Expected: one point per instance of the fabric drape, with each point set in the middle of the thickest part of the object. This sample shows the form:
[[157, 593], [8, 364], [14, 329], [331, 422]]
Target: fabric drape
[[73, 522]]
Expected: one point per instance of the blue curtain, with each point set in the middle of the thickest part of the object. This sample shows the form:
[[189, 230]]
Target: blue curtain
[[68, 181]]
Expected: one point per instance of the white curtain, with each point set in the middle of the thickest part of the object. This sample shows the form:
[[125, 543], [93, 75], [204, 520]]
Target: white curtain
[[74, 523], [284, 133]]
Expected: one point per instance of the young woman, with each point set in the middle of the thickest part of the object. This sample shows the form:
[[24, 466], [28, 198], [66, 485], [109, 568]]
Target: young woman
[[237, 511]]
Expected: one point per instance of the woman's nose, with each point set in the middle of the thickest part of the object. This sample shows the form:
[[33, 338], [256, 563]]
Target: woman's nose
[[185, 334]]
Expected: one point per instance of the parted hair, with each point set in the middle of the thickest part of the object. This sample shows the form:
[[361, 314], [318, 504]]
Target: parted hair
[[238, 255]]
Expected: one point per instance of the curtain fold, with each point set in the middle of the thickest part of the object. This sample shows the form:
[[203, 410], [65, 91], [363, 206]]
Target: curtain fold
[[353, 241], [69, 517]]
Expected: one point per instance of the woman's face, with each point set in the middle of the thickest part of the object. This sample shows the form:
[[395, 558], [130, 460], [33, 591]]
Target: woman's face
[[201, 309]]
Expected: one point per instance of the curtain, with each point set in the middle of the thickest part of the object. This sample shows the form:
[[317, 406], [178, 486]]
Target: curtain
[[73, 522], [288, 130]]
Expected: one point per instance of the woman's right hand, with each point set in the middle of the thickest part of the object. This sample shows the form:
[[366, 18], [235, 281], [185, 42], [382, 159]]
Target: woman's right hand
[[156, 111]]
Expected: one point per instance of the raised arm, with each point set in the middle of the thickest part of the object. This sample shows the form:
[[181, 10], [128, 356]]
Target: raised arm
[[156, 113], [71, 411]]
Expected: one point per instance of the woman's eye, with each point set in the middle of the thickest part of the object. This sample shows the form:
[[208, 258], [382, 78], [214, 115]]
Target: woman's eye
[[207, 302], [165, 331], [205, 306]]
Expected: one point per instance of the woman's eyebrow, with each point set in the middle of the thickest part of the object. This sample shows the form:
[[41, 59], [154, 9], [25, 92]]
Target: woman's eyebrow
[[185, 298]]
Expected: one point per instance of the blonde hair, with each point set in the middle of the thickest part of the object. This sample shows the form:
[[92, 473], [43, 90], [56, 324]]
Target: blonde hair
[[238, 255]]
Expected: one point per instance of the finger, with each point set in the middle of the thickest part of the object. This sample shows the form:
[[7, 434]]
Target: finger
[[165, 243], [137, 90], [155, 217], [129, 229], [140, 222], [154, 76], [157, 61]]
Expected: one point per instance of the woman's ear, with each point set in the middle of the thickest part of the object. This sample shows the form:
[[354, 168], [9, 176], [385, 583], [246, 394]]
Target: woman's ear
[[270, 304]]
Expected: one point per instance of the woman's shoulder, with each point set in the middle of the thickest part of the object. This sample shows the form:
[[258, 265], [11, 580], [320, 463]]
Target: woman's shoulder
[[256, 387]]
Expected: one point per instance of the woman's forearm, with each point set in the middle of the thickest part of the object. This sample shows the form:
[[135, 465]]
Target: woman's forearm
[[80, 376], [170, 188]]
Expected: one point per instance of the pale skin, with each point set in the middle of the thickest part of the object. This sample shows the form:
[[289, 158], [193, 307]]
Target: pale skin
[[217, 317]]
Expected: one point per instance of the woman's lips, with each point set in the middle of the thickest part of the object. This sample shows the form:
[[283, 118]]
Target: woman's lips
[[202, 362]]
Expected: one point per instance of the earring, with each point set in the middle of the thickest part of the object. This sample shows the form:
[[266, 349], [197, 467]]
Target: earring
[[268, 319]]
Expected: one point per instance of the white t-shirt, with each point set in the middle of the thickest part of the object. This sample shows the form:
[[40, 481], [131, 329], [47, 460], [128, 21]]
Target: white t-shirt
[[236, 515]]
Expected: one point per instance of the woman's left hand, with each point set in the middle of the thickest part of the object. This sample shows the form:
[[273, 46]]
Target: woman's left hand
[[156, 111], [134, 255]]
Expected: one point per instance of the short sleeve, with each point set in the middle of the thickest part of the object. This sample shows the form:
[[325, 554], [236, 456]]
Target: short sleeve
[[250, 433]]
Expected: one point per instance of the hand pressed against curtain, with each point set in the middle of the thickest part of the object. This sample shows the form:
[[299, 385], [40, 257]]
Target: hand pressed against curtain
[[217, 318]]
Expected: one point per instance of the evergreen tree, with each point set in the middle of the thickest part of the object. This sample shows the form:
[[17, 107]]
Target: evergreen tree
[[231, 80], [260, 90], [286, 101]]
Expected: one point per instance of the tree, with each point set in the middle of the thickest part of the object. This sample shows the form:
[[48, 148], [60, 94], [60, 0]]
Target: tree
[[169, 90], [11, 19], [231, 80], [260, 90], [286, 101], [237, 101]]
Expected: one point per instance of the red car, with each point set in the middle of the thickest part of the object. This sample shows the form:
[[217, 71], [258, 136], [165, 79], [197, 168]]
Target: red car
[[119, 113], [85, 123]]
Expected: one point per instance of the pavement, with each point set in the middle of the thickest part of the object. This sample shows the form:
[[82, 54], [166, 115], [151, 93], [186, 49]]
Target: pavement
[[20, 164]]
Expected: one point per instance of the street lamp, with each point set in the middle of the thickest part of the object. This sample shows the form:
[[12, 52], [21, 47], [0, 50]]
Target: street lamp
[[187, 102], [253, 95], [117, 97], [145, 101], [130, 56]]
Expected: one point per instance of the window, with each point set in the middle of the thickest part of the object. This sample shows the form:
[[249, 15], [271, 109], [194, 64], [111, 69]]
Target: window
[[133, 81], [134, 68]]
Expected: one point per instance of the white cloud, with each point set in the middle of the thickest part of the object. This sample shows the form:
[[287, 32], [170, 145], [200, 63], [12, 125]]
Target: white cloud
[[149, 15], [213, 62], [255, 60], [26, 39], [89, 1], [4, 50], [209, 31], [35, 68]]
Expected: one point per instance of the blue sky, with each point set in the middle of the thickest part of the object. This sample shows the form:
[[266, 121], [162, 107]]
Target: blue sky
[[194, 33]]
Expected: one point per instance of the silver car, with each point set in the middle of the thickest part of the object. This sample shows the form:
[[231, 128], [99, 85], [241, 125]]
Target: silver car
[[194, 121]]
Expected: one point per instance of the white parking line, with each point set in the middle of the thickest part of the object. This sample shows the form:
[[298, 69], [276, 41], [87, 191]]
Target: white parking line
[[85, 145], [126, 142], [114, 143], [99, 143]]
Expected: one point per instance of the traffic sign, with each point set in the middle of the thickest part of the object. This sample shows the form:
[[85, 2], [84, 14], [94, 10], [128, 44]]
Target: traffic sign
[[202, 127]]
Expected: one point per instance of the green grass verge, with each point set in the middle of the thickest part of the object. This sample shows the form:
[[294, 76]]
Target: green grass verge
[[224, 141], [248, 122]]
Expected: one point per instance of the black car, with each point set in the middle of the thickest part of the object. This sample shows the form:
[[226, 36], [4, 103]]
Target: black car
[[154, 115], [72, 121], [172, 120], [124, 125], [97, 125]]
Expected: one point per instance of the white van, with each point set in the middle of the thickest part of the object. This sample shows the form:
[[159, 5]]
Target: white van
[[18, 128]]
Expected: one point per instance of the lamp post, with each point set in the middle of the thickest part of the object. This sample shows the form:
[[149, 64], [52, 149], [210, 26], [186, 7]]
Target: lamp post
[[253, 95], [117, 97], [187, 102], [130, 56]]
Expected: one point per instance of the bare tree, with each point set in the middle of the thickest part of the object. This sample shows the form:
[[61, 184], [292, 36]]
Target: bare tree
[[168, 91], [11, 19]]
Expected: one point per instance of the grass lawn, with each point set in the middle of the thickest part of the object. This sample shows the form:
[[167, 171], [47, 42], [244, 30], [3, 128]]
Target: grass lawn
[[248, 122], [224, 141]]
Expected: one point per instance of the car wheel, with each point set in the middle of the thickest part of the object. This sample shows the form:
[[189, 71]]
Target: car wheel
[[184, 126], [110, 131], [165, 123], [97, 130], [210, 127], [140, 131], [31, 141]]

* * *

* What is required: Nothing but the lines above from the one containing "[[361, 314], [318, 504]]" through the one containing "[[317, 406], [178, 486]]" should appear in the answer, each repeated exactly.

* The completed task:
[[361, 314], [318, 504]]
Target: parted hair
[[238, 255]]
Expected: one point per instance of the curtain fold, with each point set in the middle of the thickest part of the object. This sample shows the form:
[[203, 410], [65, 91], [363, 206]]
Target: curtain fold
[[353, 241], [69, 517]]
Expected: one point per instance of the woman's face, with each point set in the middle of the thickest part of the object. This sample shows the form:
[[395, 558], [130, 460], [33, 591]]
Target: woman's face
[[201, 309]]
Expected: one point per instance of the curtain, with each point set in the middle of the thickest part of the object. This sample shows the form:
[[317, 406], [178, 486]]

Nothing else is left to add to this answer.